SOURCE TEXT:

Throughout this range of duties incumbent on the national defense, it will be noted, the offenses or discrepancies to be guarded against or corrected by recourse to arms have much of a ceremonial character. Whatever may be the material accidents that surround any given concrete grievance that comes up for appraisal and redress, in bringing the case into the arena for trial by combat it is the spiritual value of the offense that is played up and made the decisive ground of action, particularly in so far as appeal is made to the sensibilities of the common man, who will have to bear the cost of the adventure. And in such a case it will commonly happen that the common man is unable, without advice, to see that any given hostile act embodies a sacrilegious infraction of the national honour. He will at any such conjuncture scarcely rise to the pitch of moral indignation necessary to float a warlike reprisal, until the expert keepers of the Code come in to expound and certify the nature of the transgression. But when once the lesion to the national honour has been ascertained, appraised and duly exhibited by those persons whose place in the national economy it is to look after all that sort of thing, the common man will be found nowise behindhand about resenting the evil usage of which he so, by force of interpretation, has been a victim.
CHAPTER II
On the Nature and Uses of Patriotism
Patriotism may be defined as a sense of partisan solidarity in respect of prestige. What the expert psychologists, and perhaps the experts in Political Science, might find it necessary to say in the course of an exhaustive analysis and definition of this human faculty would presumably be something more precise and more extensive. There is no inclination here to forestall definition, but only to identify and describe the concept that loosely underlies the colloquial use of this term, so far as seems necessary to an inquiry into the part played by the patriotic animus in the life of modern peoples, particularly as it bears on questions of war and peace.

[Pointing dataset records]
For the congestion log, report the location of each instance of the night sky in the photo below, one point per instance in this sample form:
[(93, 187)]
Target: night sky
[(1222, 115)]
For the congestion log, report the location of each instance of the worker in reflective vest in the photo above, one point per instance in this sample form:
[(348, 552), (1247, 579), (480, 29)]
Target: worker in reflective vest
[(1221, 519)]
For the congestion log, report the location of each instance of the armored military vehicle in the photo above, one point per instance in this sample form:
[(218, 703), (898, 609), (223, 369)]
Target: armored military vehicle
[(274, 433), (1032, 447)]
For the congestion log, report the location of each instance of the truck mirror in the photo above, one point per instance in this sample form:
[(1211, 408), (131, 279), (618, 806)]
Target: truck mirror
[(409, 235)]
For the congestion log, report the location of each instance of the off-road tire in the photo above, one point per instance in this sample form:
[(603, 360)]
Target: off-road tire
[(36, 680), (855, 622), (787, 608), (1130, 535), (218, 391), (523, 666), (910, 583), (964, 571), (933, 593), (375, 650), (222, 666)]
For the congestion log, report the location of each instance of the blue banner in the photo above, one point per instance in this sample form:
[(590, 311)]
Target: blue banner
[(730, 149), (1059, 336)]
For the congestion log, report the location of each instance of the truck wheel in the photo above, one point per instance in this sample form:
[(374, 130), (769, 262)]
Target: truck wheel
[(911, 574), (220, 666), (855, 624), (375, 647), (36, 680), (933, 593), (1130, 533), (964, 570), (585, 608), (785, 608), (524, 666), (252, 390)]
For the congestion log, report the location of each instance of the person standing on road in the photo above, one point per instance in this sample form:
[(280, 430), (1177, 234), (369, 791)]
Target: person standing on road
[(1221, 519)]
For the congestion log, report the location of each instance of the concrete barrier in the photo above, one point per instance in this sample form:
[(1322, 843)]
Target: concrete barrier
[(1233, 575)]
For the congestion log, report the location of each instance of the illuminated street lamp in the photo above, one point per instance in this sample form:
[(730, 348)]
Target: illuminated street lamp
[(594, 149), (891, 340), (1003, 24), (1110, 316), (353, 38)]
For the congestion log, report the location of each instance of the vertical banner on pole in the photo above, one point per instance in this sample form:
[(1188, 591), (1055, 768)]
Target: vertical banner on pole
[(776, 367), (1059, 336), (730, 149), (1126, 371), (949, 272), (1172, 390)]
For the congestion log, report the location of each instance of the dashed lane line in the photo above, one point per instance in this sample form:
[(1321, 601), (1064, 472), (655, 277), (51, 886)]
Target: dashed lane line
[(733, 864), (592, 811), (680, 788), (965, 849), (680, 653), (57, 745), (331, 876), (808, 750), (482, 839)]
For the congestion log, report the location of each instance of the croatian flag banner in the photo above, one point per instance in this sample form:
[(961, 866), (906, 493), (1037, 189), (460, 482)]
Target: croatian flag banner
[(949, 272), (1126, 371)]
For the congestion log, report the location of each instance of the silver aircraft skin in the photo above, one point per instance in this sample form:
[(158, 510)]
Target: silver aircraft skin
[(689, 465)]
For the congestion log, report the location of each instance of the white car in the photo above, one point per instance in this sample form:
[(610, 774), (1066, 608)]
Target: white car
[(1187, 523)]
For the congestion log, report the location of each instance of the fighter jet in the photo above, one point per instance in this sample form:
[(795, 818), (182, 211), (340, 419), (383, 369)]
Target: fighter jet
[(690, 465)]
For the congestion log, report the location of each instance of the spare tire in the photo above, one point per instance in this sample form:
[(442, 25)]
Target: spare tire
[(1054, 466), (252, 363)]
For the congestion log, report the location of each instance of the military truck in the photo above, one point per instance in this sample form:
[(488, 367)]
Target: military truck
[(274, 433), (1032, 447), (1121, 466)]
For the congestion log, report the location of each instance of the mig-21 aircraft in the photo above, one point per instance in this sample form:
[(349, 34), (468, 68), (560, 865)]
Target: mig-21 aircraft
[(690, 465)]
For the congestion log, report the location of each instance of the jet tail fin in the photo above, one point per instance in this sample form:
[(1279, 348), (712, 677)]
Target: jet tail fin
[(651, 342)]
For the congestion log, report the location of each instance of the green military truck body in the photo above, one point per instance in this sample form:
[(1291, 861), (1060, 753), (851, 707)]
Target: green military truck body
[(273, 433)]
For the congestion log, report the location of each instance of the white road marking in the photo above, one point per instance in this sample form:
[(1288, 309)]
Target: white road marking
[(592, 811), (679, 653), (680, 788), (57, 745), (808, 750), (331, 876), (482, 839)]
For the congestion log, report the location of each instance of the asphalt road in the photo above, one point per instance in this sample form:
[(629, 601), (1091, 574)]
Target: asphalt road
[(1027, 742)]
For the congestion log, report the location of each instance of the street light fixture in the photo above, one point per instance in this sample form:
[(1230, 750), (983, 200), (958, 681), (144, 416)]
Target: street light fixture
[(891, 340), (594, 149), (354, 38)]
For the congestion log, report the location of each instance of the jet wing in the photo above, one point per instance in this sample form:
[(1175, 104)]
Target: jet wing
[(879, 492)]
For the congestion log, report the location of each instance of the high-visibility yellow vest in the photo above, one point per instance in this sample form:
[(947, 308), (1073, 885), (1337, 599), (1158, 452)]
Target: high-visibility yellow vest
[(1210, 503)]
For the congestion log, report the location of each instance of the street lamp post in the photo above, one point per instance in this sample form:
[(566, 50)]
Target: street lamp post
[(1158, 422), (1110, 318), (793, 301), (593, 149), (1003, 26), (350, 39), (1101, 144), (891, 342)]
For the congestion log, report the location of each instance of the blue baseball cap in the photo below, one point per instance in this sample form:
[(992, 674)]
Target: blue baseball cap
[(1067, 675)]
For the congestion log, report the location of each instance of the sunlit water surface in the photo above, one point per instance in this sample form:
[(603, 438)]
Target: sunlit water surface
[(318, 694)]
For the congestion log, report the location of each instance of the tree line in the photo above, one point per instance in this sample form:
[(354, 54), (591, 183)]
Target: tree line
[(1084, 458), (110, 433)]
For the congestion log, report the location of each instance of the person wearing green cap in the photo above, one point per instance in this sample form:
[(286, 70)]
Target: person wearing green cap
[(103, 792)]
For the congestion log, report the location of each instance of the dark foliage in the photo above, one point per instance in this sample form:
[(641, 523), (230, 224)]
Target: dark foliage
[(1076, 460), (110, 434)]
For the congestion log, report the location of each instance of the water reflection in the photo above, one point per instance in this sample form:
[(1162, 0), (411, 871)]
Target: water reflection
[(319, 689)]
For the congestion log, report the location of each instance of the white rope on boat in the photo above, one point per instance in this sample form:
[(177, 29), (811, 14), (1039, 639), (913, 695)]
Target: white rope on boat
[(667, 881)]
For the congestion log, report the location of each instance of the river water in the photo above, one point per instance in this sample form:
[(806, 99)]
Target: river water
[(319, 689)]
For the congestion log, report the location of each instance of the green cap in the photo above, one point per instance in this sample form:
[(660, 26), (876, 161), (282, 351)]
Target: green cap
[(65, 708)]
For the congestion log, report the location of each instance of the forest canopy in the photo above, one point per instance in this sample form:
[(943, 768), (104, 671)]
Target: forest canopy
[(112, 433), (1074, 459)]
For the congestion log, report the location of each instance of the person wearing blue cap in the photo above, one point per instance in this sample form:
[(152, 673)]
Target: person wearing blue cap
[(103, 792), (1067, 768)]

GOAL: Copy out the entire passage on national defense and patriotism above, word for word.

RESULT BELOW:
Throughout this range of duties incumbent on the national defense, it will be noted, the offenses or discrepancies to be guarded against or corrected by recourse to arms have much of a ceremonial character. Whatever may be the material accidents that surround any given concrete grievance that comes up for appraisal and redress, in bringing the case into the arena for trial by combat it is the spiritual value of the offense that is played up and made the decisive ground of action, particularly in so far as appeal is made to the sensibilities of the common man, who will have to bear the cost of the adventure. And in such a case it will commonly happen that the common man is unable, without advice, to see that any given hostile act embodies a sacrilegious infraction of the national honour. He will at any such conjuncture scarcely rise to the pitch of moral indignation necessary to float a warlike reprisal, until the expert keepers of the Code come in to expound and certify the nature of the transgression. But when once the lesion to the national honour has been ascertained, appraised and duly exhibited by those persons whose place in the national economy it is to look after all that sort of thing, the common man will be found nowise behindhand about resenting the evil usage of which he so, by force of interpretation, has been a victim.
CHAPTER II
On the Nature and Uses of Patriotism
Patriotism may be defined as a sense of partisan solidarity in respect of prestige. What the expert psychologists, and perhaps the experts in Political Science, might find it necessary to say in the course of an exhaustive analysis and definition of this human faculty would presumably be something more precise and more extensive. There is no inclination here to forestall definition, but only to identify and describe the concept that loosely underlies the colloquial use of this term, so far as seems necessary to an inquiry into the part played by the patriotic animus in the life of modern peoples, particularly as it bears on questions of war and peace.